→ Given passage
┄┄┄┄┄┄┄┄┄┄

Two out of three adults in this country have high cholesterol. It’s Cholesterol Education Month and Williams Bros. Health Care Pharmacy wants everyone to be aware of their cholesterol numbers and know what they can do about them.
What is cholesterol? Cholesterol is a naturally occurring waxy, fat-like substance that your body uses as a source of energy. Cholesterol is also a storage unit for energy. Fat/cholesterol helps to regulate cell membranes and helps regulate what is going into and going out of your body’s cells. Your body uses cholesterol to make and regulate many important substances including estrogen and testosterone and vitamin D. So yes, your body needs some cholesterol and a healthy type of cholesterol, but it’ all about having the right amount of the right kind.
LDL versus HDL; what is the difference and what you need to know? When people talk about having high cholesterol, they are usually referring to having or high LDL. Low density lipoprotein (LDL) is the “bad” cholesterol. Having a high LDL level can cause fats to build up on the walls of your arteries restricting blood flow and leading to heart disease and stroke. We hear a lot about these to health problems being a large and still growing problem in our country and they are some of the biggest cause of death and disability for both men and women.
LDL is different from HDL. High density lipoprotein (HDL) is the “good” cholesterol. HDL are microscopic blobs in the bloodstream that cruise the bloodstream like a little janitor removing harmful bad cholesterol from where it doesn’t belong. Those little HDL janitors take the bad cholesterol to our body’s recycling center (the liver) here it can be processed and dispose of. Here’s the kicker, while higher HDL levels reduce the risk for heart disease, having low HDL levels and high LDL levels increase the risk of heart issues.
Obesity and high cholesterol are a large and growing in this country. How many Americans have high LDL cholesterol? Experts tell us that an adult’s total cholesterol should be less than 170 mg/dL. But more than 102 million of American adults have cholesterol levels at or above 200 mg/dL. More than 35 million of these people have levels of 240 mg/dL or higher, sometime much, much higher.
If you diagnosed with high cholesterol, the doctor may have several different treatments and suggestions for you to lower your numbers and your risk including prescription medication.

┄┄┄┄┄┄┄┄┄┄

→ Data
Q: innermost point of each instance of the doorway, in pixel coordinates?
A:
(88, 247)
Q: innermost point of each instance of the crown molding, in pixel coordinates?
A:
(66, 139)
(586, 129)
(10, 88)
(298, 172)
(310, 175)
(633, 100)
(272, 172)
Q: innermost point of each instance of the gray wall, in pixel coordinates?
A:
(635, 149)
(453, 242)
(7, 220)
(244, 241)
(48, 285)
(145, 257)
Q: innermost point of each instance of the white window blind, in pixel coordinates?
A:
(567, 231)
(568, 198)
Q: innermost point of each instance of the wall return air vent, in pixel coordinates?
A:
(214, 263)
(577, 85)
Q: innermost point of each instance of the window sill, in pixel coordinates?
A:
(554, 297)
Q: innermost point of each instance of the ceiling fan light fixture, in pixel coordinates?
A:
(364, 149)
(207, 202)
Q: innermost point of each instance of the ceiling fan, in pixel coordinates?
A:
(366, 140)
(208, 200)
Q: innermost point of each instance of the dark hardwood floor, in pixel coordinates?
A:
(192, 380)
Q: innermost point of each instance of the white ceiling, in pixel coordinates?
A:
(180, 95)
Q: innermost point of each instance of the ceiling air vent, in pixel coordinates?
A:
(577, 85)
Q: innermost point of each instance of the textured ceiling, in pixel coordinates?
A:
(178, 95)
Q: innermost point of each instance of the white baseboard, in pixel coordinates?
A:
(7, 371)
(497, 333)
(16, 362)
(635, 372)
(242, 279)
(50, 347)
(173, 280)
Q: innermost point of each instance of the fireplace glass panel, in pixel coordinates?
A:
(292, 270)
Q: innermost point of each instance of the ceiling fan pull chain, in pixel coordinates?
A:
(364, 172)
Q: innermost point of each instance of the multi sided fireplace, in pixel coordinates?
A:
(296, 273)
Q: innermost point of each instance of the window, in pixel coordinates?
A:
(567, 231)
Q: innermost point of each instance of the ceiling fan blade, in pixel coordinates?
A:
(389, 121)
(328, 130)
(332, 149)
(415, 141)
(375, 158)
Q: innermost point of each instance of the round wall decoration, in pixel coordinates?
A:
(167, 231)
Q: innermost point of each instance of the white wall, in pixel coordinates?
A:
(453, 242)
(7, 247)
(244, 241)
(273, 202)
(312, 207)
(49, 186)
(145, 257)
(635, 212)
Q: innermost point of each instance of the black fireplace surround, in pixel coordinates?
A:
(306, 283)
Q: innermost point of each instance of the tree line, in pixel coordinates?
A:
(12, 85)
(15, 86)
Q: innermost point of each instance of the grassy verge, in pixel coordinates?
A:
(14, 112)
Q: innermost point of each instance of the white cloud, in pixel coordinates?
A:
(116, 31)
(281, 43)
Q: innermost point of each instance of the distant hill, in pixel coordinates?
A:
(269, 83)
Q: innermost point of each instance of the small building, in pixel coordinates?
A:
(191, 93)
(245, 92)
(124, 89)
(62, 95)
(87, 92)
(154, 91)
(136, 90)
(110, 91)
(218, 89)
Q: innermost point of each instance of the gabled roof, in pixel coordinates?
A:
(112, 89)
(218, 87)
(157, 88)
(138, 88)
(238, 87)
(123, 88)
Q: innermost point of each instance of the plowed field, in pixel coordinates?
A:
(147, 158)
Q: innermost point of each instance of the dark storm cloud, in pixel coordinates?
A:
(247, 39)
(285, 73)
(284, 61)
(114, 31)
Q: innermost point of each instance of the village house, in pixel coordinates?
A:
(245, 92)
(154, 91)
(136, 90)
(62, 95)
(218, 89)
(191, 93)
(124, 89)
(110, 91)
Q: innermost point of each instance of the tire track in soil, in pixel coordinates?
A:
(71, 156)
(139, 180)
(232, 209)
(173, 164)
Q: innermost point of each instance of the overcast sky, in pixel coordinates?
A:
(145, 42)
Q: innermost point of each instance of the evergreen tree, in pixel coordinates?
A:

┄┄┄┄┄┄┄┄┄┄

→ Task
Please name the organ that the cholesterol article calls the body's recycling center. The entries above have no connection to the cholesterol article.

→ Written answer
The liver.